Document text:
Segment Open

Plans for more than 100 homes on the site of the former forensic laboratory in Huntingdon have been refused – despite a last minute push from council officers.

Members of Huntingdonshire District Council's development management panel branded the proposal by Persimmion Homes for 103 houses on brownfield land off Christie Drive, Hinchingbrooke, as “unsustainable and diabolical”.

Resident Ben Fuller, who started a petition signed by 380 people calling for greater infrastructure, told the meeting that residents weren't against the site's redevelopment.

“It's a bit of an eyesore. The site does meet the requirements for approval but we are asking for common sense,” Mr Fuller said.

“We are asking for infrastructure improvement, parking improvements, expansion of Cromwell Academy, and improved access in and out of the estate, it becomes gridlocked during large event days in the park and this estate [forensic site] is going to add to that.”

Questions were raised by members and the around 100 residents that attended the meeting as to how a Highway's Authority report deemed there won't be an increased traffic problem.

This is despite only one entrance for the site and evidence that at peak times there are tailbacks of around 45 minutes on Hinchingbrooke Park road and a wealth of parking issues.

Committee member, Councillor Jason Ablewhite, said: “I don't think anywhere else in our district that has this level of traffic in peak times.

“The infrastructure doesn't support what is already there let alone the increase in houses, it doesn't support it because we have our district hospital there.”

Simon McDonald, director of Persimmion Homes East Midlands, said the development would only remove the parking problems around Hinchingbrooke.

“Any development such as this in the heart of an existing community is always going to cause concern,” Mr McDonald told the meeting.

“I firmly believe the new site will improve parking on the site and remove unregulated parking that already exists.

“There is no significant, detrimental or severe highways impact which could warrant a refusal.”

Mr McDonald added that if the site is given permission it will take the company two and a half years to complete construction.

Councillor Tom Sanderson, who represents the Hinchingbrooke, raised concerns that children from the site were expected to join Huntingdon Primary School, almost three miles away from the development, rather than attend the nearby Cromwell Academy.

During the debate members were told by officers that if they turned down the site it is likely that a planning inspectorate would approve the application without conditions, this was backed by Councillor Graham Bull.

“This is something we can control at the moment but if we turn down this application this is something we lose control of,” Cllr Bull said.

Persimmion Homes have six months to appeal against the decision which members voted eight to six to refuse the application.

Segment Closed

(Natural language region descriptions)
Segment Open

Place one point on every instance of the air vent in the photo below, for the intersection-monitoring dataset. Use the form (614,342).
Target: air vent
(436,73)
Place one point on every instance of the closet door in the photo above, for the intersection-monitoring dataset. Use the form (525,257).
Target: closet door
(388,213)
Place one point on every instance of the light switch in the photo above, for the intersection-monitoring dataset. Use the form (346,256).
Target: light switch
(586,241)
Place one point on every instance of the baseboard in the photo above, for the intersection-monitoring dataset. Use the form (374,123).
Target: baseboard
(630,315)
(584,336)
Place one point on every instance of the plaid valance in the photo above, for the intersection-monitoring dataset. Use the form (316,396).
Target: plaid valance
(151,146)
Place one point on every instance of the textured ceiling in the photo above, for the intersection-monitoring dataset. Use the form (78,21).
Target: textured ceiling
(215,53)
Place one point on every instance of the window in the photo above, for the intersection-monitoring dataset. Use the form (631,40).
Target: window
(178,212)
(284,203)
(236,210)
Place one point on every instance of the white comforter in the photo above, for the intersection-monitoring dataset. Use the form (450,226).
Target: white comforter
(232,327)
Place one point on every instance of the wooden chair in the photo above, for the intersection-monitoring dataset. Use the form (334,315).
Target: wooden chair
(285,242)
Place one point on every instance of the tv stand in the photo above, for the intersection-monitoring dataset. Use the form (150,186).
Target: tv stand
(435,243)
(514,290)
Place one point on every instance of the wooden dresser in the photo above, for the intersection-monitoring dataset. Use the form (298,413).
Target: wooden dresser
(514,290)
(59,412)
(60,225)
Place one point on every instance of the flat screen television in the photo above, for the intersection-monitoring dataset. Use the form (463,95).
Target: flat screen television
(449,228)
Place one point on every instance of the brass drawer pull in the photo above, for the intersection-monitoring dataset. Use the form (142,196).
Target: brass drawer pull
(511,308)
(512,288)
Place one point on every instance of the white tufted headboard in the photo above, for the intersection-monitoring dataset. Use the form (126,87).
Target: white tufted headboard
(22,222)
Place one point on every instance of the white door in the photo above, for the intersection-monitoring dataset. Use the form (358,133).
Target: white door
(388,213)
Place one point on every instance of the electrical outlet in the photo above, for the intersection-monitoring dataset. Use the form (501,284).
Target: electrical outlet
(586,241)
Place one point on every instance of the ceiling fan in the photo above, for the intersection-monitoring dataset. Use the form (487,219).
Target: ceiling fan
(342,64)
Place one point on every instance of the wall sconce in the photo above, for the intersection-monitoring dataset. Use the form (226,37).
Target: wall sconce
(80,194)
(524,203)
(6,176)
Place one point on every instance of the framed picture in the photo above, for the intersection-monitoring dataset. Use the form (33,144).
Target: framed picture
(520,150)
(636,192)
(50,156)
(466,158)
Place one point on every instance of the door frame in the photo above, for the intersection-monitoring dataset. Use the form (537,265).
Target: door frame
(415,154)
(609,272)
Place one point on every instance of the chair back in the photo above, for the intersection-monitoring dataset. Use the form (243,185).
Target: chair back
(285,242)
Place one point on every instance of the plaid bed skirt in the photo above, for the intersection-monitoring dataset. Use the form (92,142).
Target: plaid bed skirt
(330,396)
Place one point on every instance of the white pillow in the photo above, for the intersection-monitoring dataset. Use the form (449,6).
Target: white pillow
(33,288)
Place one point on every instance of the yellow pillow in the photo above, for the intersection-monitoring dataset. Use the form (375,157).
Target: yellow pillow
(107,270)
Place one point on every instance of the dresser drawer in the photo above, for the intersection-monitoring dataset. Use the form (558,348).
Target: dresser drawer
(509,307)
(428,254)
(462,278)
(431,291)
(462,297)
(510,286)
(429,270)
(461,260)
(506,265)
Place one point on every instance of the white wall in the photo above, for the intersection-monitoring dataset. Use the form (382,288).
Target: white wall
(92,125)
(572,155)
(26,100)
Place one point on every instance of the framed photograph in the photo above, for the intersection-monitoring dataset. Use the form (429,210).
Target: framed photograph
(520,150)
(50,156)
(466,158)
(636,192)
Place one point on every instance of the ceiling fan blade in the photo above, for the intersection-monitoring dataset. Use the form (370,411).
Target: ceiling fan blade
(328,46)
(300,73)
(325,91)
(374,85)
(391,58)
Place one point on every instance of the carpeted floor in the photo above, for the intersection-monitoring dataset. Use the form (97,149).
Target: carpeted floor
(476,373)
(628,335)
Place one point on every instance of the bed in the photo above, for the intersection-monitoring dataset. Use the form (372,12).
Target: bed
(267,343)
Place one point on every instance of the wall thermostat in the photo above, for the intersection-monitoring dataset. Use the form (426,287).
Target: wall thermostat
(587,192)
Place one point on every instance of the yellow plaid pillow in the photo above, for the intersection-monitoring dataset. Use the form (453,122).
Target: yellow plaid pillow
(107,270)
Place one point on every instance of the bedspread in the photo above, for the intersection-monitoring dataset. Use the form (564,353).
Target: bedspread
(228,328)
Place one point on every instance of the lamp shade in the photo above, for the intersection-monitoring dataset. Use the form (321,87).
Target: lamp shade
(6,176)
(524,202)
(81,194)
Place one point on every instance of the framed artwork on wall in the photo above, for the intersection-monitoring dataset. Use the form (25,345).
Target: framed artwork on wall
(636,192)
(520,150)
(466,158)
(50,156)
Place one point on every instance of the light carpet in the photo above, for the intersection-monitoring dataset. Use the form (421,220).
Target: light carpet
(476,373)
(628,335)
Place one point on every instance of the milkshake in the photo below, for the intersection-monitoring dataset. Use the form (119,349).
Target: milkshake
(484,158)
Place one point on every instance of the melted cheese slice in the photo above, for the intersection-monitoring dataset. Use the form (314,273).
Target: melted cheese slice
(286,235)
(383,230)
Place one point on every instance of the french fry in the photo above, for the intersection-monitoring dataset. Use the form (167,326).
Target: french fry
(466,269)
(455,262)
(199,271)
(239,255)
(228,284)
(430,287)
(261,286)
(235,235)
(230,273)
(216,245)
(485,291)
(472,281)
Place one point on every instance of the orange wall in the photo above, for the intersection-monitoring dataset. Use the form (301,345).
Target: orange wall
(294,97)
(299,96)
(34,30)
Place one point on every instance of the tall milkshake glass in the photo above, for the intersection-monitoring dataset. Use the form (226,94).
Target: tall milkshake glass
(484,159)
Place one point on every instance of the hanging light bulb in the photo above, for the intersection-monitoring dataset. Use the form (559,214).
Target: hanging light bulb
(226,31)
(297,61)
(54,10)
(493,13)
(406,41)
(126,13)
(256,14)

Segment Closed

Exercise instructions: Reproduce word for word the passage of the article on the refused Huntingdon housing plans, starting with "During the debate" and going on through "Councillor Graham Bull.".

Exercise answer:
During the debate members were told by officers that if they turned down the site it is likely that a planning inspectorate would approve the application without conditions, this was backed by Councillor Graham Bull.